Consigne: Relevez toutes les associations et ONG que l'article sur l'accueil des exilés à Grande-Synthe désigne par leur nom.

:: Extrait ::

Accueil des exilés. Grande-Synthe récidive dans la solidarité
Refusant de cautionner la politique gouvernementale de non-accueil des exilés, le maire de la ville a ouvert deux centres d’hébergement, contre l’avis du préfet.
Il persiste et signe dans sa volonté inébranlable de tendre la main aux exilés. Damien Carême, le maire (EELV) de Grande-Synthe (Nord), a de nouveau pris, jeudi dernier, la décision d’ouvrir un gymnase municipal aux personnes isolées vivant à la rue et un autre centre aux familles. Douze employés communaux sont à l’œuvre pour permettre le fonctionnement de ces deux lieux d’accueil, jusqu’à l’arrivée du printemps, et des associations, comme Emmaüs et Salam, sont chargées d’y distribuer les repas. Deux cents personnes environ, en majorité des Kurdes irakiens, doivent ainsi être arrachées au froid hivernal qui s’annonce vigoureux.
Offrir « un minimum de dignité » aux personnes en errance
L’édile a d’abord souhaité répondre à l’urgence en offrant « un minimum de dignité » à ces personnes en errance. « J’agis avec la même motivation que l’an dernier, explique-t-il. Laisser vivre des gens dans cette situation est tout simplement insupportable. » Il souhaite, par ailleurs, s’inscrire dans la même démarche que Médecins du monde France, le Secours catholique-Caritas France et douze autres associations dénonçant, dimanche 29 décembre, dans une lettre à Emmanuel Macron, la « faillite de l’État » et la « mise en danger délibérée », en France, de milliers de personnes à la recherche d’un refuge après avoir fui guerres et pauvreté dans leur propre contrée.
Aucune convention, cette fois encore, n’a été passée avec l’État pour la mise en place de ce centre d’hébergement d’urgence. L’exécutif préfère, depuis la fin de l’expérience du camp humanitaire de la Linière initiée en mars 2016 par Damien Carême, Médecins sans frontières et Utopia 56, laisser les exilés bâtir des camps de fortune dans le bois du Puythouck. En octobre dernier, la préfecture y a, par exemple, délogé 1 800 personnes au cours du sixième démantèlement en l’espace de cinq mois.

:::
:: Relevé des données ::

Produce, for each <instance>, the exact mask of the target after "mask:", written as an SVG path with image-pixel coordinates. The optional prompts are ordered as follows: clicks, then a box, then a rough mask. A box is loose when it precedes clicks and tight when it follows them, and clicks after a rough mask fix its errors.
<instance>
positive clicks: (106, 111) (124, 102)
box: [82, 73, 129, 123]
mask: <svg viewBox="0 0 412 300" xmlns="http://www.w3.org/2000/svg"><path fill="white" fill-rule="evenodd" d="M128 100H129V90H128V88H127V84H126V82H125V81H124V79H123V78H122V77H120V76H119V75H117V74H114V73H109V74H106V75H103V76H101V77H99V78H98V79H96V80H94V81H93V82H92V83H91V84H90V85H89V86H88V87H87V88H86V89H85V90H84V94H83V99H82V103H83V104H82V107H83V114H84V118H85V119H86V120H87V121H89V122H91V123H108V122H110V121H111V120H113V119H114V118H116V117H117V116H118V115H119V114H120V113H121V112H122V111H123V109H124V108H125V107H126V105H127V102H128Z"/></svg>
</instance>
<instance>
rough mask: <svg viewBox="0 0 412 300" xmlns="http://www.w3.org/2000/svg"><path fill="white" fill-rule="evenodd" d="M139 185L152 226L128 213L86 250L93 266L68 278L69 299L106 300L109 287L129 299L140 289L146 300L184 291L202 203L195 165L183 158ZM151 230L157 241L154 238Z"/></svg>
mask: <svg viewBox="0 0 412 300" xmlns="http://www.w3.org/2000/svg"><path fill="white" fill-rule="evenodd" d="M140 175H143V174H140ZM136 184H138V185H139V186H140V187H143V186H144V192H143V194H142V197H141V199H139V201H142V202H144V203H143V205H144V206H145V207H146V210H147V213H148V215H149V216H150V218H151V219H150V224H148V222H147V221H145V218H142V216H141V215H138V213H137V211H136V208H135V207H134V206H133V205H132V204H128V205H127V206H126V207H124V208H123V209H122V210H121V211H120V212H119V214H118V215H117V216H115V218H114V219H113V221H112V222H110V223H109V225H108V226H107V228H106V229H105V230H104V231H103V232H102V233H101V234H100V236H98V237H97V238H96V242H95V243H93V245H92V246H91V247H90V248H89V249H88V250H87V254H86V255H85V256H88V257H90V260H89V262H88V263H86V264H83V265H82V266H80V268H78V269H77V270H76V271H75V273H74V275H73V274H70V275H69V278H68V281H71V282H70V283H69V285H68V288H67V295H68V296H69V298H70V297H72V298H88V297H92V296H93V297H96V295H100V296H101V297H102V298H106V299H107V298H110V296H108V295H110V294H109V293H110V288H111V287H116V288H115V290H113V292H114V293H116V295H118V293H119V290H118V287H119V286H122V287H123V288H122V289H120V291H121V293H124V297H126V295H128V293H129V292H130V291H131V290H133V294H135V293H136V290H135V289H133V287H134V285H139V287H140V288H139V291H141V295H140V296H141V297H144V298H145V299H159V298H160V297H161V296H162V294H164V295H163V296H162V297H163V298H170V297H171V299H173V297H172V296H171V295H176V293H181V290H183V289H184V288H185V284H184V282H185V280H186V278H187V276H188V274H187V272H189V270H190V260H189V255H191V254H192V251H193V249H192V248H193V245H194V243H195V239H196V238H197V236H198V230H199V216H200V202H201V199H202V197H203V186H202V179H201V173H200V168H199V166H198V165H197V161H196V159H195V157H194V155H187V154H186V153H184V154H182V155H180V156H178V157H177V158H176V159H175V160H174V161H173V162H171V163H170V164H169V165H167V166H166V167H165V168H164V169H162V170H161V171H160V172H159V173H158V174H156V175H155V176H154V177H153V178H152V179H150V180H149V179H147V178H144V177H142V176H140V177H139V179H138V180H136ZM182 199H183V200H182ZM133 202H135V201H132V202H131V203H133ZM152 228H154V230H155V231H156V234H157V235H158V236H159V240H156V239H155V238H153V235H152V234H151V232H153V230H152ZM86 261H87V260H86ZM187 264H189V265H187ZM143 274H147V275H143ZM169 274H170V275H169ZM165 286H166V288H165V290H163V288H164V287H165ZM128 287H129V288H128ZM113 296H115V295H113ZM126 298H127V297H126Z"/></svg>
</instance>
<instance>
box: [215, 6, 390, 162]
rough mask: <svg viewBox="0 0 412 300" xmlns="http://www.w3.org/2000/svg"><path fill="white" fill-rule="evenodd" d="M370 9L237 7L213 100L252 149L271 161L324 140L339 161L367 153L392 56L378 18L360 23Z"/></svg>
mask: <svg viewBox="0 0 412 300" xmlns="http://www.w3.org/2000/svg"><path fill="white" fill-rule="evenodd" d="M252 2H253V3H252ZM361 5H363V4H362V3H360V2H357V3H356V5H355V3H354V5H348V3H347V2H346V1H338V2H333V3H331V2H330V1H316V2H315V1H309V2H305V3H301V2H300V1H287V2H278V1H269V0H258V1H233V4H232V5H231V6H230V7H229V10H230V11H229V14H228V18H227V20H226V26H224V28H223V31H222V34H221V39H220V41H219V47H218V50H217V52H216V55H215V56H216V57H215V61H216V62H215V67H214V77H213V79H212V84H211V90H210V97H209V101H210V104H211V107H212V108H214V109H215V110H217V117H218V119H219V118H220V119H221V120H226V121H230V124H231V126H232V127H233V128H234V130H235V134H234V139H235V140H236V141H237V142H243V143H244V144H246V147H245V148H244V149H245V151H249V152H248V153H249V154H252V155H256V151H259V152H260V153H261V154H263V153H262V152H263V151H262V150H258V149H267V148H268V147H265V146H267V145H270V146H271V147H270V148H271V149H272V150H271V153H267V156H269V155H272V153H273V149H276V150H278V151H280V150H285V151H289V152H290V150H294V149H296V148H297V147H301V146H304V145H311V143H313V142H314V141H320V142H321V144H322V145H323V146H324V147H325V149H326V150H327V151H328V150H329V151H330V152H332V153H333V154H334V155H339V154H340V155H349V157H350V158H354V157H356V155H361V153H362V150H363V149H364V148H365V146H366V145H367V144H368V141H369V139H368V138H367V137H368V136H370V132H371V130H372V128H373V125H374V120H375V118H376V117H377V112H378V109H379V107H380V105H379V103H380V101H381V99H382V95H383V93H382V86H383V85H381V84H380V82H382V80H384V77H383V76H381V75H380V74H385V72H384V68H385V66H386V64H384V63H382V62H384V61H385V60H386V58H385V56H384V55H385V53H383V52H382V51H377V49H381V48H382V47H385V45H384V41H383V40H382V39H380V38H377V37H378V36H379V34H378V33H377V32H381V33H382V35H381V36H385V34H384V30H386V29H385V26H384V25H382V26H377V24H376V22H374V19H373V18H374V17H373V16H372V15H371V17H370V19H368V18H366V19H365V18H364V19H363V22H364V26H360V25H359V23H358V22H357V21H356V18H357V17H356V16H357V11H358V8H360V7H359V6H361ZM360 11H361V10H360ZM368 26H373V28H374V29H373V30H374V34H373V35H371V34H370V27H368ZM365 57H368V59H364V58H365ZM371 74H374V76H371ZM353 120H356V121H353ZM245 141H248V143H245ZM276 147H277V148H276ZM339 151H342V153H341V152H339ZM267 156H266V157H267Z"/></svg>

:::

Réponse: Emmaüs, Salam, Médecins du monde France, le Secours catholique-Caritas France, Médecins sans frontières et Utopia 56.